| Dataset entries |
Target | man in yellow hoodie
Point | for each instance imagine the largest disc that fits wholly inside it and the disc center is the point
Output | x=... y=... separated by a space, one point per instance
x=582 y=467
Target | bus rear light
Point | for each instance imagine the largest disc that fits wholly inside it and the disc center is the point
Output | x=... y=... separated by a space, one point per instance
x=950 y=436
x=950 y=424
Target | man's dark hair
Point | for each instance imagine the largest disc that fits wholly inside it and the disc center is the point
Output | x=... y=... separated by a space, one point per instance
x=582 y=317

| What the task asks |
Put every line of the entries above into a numbered list, leaving out any blank lines.

| Worked solution |
1. Target | man in yellow hoodie
2. Point | for each instance imagine the largest disc that fits wholly inside it and the disc center is the point
3. Output | x=... y=... separated by a space, one point per instance
4. x=582 y=467
5. Target | bus rear light
6. Point | for each instance imagine the largest disc that fits wholly inside it and the disc center is the point
7. Output | x=... y=... separated by a space, one point per instance
8. x=950 y=436
9. x=950 y=424
10. Target | man's dark hair
11. Point | for each instance imagine the largest disc that fits wholly inside it and the disc center is the point
12. Output | x=... y=... separated by a space, one point per instance
13. x=582 y=317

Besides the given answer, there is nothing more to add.